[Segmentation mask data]
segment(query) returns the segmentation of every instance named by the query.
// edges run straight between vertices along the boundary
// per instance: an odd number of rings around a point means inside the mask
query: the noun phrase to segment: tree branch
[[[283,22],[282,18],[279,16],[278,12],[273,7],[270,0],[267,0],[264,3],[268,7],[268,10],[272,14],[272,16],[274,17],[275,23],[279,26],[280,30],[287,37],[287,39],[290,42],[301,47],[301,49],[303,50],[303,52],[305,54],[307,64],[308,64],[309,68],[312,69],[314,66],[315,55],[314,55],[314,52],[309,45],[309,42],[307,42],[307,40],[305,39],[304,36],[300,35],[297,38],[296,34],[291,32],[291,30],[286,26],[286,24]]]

#### What to do
Copy the lines above that hold the word "instance".

#### Output of the task
segment(query) returns the segmentation of every instance named by the query.
// per instance: an odd number of rings around a point means inside the mask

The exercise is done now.